-- Start SELECTION --
Software Architecture Patterns

October 29, 2021

Hey Everyone,

Today we’ll be talking about

  • Rob Pike’s 5 famous rules for Software Engineering

    • Rob Pike was one of the designers of the Go programming language. He was also a core member of the Unix team at Bell Labs.

    • He has 5 famous rules of programming that serve as useful heuristics to keep in mind.

    • We’ll go through all 5 rules.

  • A summary of Software Architecture Patterns by Mark Richards. We’ll go the first 3 software architecture patterns from the book.

    • Layered Architecture (N-tier Architecture)

    • Event-Driven Architecture ( Mediator Topology and Broker Topology)

    • Microkernel Architecture (Plug-in Architecture)

  • Plus, a couple awesome tech snippets on

    • A fantastic (free) course by Google on CSS

    • A great article to build your first VR app with Unity

    • An amazing, free textbook for learning Competitive Coding (it’s great for coding interviews too)

We have a solution to our last coding interview question on binary search trees, plus a new question from Google.

Quastor Daily is a free Software Engineering newsletter sends out FAANG Interview questions (with detailed solutions), Technical Deep Dives and summaries of Engineering Blog Posts.

Mark Richards wrote a fantastic book titled Software Architecture Patterns where he goes through 5 common architecture patterns and talks about how to decide if you should use a certain pattern.

You can view an O’Reilly article on the book here where Mark details all 5 software architectures.
-- End SELECTION --
» TASK DESCRIPTION
Write out the passage of the software architecture newsletter above, word for word, from "Mark Richards wrote" up to and including "5 software architectures.".
-- Start DATA EXCERPTS --
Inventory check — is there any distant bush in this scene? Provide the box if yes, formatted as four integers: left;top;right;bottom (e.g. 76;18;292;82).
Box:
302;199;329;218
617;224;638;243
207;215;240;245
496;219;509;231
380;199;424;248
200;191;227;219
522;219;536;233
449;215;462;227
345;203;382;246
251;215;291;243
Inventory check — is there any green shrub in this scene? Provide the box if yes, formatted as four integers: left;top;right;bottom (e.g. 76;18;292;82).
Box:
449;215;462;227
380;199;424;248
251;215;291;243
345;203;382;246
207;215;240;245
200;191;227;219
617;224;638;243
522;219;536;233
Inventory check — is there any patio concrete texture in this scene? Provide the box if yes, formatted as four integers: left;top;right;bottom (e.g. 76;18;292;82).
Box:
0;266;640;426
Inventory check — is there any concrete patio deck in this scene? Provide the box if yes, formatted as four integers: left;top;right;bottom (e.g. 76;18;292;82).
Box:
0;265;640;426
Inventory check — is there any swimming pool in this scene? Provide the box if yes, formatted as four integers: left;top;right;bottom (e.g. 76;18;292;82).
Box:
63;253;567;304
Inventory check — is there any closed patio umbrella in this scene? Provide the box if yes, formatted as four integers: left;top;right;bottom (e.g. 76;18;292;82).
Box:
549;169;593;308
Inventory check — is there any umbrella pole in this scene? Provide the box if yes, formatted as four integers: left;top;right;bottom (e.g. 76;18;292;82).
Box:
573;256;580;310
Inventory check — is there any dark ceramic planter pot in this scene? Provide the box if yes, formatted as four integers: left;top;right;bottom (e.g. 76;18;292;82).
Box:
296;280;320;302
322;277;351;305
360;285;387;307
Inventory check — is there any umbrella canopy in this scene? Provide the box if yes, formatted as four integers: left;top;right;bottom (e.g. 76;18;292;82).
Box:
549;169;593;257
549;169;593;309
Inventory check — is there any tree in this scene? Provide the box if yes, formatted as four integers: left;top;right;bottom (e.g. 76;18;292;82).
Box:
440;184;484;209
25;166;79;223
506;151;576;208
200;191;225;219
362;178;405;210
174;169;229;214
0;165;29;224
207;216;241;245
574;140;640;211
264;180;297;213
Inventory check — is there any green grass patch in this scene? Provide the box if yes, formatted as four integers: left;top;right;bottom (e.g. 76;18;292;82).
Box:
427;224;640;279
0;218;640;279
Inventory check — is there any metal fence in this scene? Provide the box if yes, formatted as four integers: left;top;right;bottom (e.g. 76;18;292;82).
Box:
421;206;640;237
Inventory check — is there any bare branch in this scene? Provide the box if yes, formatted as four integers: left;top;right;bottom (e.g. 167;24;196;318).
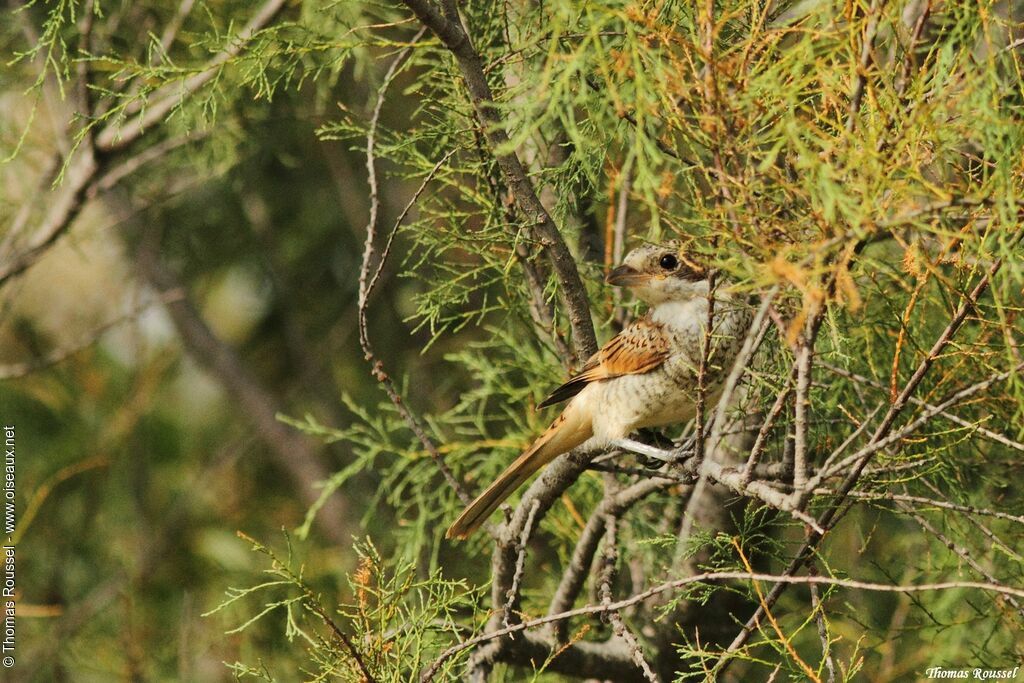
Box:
-- End DATA EXCERPTS --
-- Start DATA EXCERPTS --
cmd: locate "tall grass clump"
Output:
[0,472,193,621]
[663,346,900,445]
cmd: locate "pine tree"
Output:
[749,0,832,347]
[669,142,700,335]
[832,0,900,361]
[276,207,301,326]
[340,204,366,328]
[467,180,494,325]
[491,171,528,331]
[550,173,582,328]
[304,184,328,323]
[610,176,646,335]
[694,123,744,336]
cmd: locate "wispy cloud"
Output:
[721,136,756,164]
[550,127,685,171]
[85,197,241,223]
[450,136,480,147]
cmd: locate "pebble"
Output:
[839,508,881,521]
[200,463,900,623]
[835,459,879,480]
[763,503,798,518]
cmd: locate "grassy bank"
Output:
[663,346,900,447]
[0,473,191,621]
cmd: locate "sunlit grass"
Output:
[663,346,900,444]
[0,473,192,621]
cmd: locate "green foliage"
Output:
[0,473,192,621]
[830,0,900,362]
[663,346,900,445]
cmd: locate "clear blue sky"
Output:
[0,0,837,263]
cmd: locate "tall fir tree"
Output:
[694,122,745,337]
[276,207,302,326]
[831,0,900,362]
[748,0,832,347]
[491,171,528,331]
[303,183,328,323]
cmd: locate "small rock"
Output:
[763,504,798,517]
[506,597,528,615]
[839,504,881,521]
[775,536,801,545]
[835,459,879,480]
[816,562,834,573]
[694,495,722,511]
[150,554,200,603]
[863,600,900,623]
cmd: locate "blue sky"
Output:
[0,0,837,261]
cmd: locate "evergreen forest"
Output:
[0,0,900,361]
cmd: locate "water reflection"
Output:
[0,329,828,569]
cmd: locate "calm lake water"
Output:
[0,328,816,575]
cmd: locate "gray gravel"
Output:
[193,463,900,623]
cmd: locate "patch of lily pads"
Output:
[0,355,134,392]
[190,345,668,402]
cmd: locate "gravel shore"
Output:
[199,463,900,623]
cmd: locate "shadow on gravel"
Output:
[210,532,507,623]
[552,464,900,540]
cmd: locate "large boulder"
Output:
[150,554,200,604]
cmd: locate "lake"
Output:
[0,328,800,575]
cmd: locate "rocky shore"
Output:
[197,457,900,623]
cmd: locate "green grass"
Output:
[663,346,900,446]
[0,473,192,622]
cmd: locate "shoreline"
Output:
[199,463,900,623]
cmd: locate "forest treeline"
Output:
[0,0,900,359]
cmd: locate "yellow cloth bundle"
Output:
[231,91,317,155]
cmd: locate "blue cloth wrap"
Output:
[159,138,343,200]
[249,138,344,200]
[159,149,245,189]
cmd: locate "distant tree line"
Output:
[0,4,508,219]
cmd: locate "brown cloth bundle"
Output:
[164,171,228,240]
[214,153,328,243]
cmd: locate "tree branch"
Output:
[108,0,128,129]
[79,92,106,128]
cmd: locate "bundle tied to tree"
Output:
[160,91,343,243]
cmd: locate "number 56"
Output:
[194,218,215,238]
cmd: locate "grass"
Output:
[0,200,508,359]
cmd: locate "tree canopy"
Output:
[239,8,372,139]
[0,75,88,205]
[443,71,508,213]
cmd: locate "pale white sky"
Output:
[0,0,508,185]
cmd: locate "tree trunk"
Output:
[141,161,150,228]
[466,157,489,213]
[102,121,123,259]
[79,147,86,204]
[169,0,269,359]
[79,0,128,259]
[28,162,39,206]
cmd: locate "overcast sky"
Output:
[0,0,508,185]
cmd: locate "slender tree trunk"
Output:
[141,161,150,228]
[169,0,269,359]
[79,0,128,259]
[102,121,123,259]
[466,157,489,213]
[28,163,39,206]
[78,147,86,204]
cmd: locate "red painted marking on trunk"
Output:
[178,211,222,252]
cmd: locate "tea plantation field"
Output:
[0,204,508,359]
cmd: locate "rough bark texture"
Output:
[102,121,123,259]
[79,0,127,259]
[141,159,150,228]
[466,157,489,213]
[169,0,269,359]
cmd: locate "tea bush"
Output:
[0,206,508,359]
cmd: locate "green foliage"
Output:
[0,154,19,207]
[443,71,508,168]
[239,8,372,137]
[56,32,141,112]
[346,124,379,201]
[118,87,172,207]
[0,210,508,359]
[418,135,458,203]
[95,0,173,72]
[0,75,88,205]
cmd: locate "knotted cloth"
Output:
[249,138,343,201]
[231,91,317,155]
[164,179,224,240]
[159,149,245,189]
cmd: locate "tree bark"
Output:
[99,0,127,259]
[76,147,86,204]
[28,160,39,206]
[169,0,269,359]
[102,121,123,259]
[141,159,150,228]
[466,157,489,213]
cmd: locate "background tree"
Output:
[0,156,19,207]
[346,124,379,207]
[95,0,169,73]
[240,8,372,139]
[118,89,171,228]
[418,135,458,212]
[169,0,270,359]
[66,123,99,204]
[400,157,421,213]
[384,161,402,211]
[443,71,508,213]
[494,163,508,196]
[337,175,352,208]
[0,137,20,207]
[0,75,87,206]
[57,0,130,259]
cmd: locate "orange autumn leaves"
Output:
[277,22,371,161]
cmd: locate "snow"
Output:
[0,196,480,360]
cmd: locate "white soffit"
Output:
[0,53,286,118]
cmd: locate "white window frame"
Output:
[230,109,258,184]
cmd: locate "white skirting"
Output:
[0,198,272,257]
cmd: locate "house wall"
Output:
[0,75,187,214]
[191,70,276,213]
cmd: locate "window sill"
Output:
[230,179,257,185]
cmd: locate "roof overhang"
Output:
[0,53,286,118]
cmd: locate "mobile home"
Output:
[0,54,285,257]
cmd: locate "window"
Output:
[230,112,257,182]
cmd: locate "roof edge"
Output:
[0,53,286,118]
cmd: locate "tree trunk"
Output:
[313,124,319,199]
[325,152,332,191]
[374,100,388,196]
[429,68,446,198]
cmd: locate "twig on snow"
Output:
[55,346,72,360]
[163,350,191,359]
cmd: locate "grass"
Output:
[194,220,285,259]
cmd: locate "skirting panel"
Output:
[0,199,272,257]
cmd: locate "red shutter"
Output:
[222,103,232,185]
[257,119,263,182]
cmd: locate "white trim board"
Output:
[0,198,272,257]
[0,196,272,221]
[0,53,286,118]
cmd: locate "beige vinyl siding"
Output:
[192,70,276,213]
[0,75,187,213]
-- End DATA EXCERPTS --
» TASK RESULT
Mark Richards wrote a fantastic book titled Software Architecture Patterns where he goes through 5 common architecture patterns and talks about how to decide if you should use a certain pattern.

You can view an O’Reilly article on the book here where Mark details all 5 software architectures.